Your goal – Pictures stay out, but every line of the data is copied exactly.

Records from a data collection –

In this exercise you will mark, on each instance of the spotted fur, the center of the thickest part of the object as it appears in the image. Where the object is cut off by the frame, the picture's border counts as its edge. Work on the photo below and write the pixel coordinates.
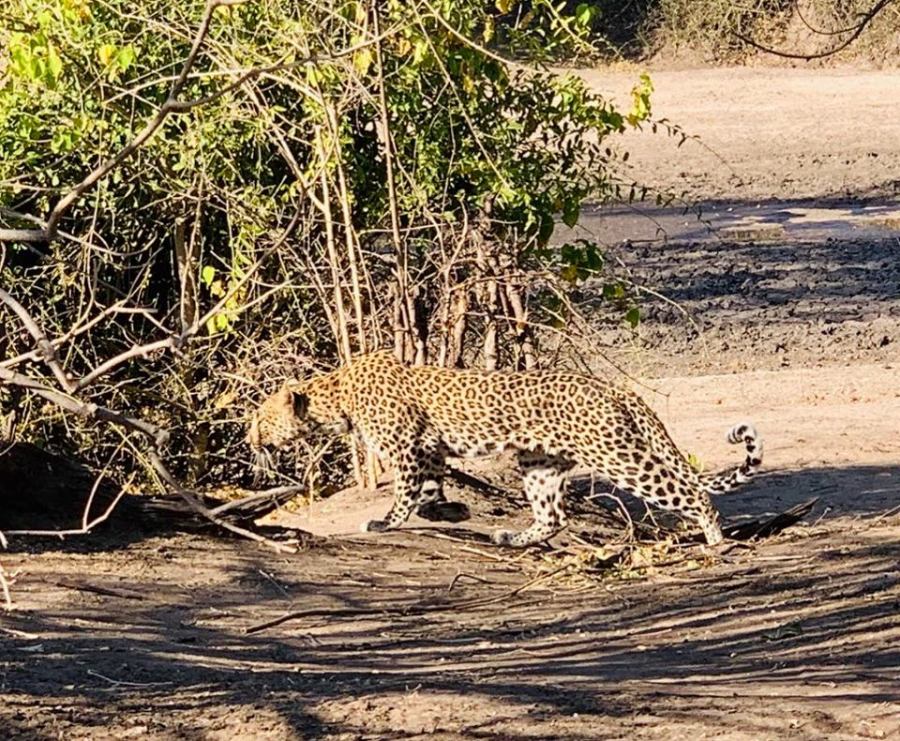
(415, 417)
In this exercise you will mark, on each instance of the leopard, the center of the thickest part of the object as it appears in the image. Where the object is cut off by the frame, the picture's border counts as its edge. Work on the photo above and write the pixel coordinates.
(416, 417)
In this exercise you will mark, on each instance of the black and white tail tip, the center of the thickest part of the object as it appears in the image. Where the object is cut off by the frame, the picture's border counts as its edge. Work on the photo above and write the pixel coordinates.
(741, 433)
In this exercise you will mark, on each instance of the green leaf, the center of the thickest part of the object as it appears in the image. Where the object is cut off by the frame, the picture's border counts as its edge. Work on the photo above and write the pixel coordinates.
(125, 58)
(54, 64)
(106, 53)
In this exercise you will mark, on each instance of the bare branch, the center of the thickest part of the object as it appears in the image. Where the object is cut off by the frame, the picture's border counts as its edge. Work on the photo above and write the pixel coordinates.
(857, 30)
(45, 347)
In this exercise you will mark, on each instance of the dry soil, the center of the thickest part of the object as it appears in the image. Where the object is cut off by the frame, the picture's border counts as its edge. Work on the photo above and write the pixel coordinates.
(430, 632)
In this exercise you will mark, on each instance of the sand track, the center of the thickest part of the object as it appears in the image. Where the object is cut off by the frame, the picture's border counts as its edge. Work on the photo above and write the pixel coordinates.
(794, 638)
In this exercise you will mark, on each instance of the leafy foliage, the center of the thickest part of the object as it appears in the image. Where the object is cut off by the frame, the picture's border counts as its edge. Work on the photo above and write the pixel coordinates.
(266, 209)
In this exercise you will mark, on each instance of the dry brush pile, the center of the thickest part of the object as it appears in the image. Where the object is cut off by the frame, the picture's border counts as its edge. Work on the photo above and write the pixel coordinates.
(197, 201)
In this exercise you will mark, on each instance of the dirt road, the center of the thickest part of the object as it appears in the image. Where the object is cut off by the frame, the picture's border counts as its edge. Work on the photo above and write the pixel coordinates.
(764, 133)
(433, 633)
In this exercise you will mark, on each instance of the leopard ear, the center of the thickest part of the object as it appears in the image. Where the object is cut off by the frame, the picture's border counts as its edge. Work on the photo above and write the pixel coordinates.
(300, 403)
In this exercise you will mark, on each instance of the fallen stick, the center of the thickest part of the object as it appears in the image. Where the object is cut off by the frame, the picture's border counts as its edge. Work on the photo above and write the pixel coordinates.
(104, 591)
(410, 611)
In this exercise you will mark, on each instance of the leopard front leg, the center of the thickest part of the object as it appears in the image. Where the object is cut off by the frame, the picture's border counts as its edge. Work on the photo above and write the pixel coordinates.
(407, 489)
(418, 487)
(543, 477)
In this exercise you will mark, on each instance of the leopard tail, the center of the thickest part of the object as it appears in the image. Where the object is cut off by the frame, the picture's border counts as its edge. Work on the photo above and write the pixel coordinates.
(720, 483)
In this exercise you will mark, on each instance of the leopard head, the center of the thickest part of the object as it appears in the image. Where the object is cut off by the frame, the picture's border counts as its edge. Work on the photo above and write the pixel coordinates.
(297, 411)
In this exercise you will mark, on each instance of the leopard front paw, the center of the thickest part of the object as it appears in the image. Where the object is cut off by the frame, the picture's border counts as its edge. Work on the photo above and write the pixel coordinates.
(374, 526)
(444, 512)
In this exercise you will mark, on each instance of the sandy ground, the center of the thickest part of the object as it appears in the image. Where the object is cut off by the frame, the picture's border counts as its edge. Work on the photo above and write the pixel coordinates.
(430, 632)
(764, 133)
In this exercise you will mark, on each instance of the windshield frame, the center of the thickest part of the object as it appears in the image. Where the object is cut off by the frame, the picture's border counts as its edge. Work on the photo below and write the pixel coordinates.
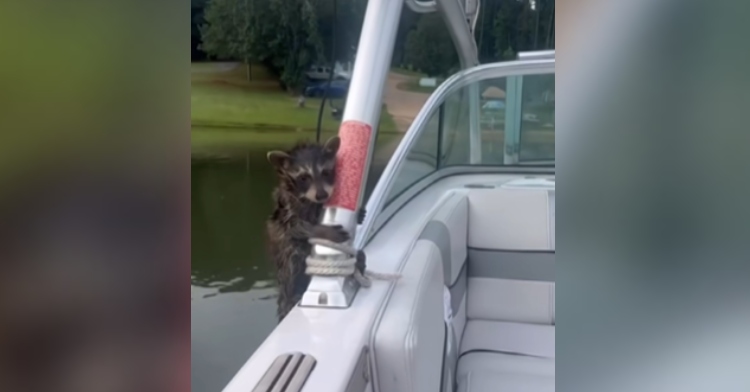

Exercise answer –
In this exercise you will mark, on each instance of the spotted fur, the center of the thickest part of the object as it appears in the image. Where the object is cut off by the frame, the picture's border counts as its edge. Work on the photo below and write the pixel coordinates.
(415, 417)
In this exercise you will mark, on each instance of the leopard, the center of the thickest part of the object as it appears in the image. Where the object is cut off by the frame, the picture's border counts as its edge. Work on the photo above and write the pixel coordinates.
(416, 417)
In this exercise you will mark, on each instance of the black and white tail tip, the center of the thickest part of the object as it appears in the image. Where the object is cut off by the frame, the picture's border counts as its edge. Work on the photo above and write the pixel coordinates.
(741, 433)
In this exercise you will mark, on each instance of the green leaf, the center of the thickest part of the object as it appears in the image. Where the object is cut off by the frame, the picture's border counts as its edge. Work on the photo above and write the pixel coordinates.
(125, 58)
(54, 64)
(106, 53)
In this exercise you will mark, on each instance of the bare branch, the center of the thickest part of the object as it appears in the image. Where the object is cut off by the frame, the picture's border counts as its edge. Work on the photo above and write the pixel coordinates.
(857, 30)
(45, 347)
In this exercise you will mark, on each instance of the dry soil, the center of the thickest part of the object as it appears in the image. Where the object is cut off by the frame, the picture's border counts as its edge. Work on the photo above and write the pixel coordinates.
(430, 632)
In this exercise you will mark, on each instance of the sand track, the center of the thickest part of the object as it appears in the image. Where the object is cut off by the frame, the picture's border counts as its edge. Work on the photo above and write the pixel coordinates.
(794, 638)
In this exercise you will mark, on each instance of the leafy foliage, the center of the thickest part of the object as it appears in the image. Where the object is cut off by the frame, the picture's border counts as its edge. Work on the photo above and write the pixel coordinates.
(266, 209)
In this exercise you will mark, on each instance of the dry brush pile, the center of the thickest part of the object as it appears in the image. Where the object is cut off by the frame, the picture's border counts as its edge. Work on the photo above and write the pixel coordinates.
(197, 201)
In this exercise you will mark, on each instance of the dirt road, the center of the thickest part of the object as it appears in the image. Where the object is cut off by the frame, the picture's border counts as its edge. Work on the photo above and write the pixel coordinates.
(764, 133)
(433, 633)
In this exercise you will mark, on each instance of the leopard ear, the center of the thickest part of the object as it appears in the image. Where the object is cut off by the frame, the picture's border counts as its edge. Work on the photo above and write the pixel coordinates.
(300, 403)
In this exercise you will mark, on each instance of the fallen stick, the center of the thickest part of the object as it appears in the image. Where the object is cut off by the frame, the picture's border counts as its edge. Work on the photo above and write the pixel coordinates.
(104, 591)
(410, 611)
In this exercise you will mark, on each instance of the leopard front leg, the center of the thickest part of the object as it appears in the image. Where the object is cut off by the frame, the picture's border counts as its edge. Work on the photo above and write the pixel coordinates.
(407, 489)
(418, 487)
(543, 477)
In this exercise you will mark, on each instance of the leopard tail, the center of the thickest part of the object as it appears in the image. Where the object is cut off by the frame, the picture's border counts as its edge. Work on the photo above and write the pixel coordinates.
(720, 483)
In this exercise you will mark, on each instance of the leopard head, the center of the thickest part of the object as it appears in the image. Where the object is cut off by the frame, the picture's border counts as its edge. Work on the photo above and write the pixel coordinates.
(297, 411)
In this exercise you will mark, on each instance of the leopard front paw, the center of the thickest part of the object as it appears in the image. Where the object is cut off by the frame, the picture's border counts as its edge. Work on the photo above and write the pixel coordinates.
(374, 526)
(444, 512)
In this exercise you will mark, on each instance of the sandy ground, the center of the thickest part of the object as it appears in the image. Where the object is cut off by the frame, the picture's border counts as its edge. Work on the photo above and write the pixel coordinates.
(430, 632)
(764, 133)
In this exercise you will mark, on each instance of the windshield frame, the center of the thickest part of the object as it appears in the image. Where the object is cut off by the frame, the picture's border counts as its edge. Work on the photo below and write the pixel coordinates.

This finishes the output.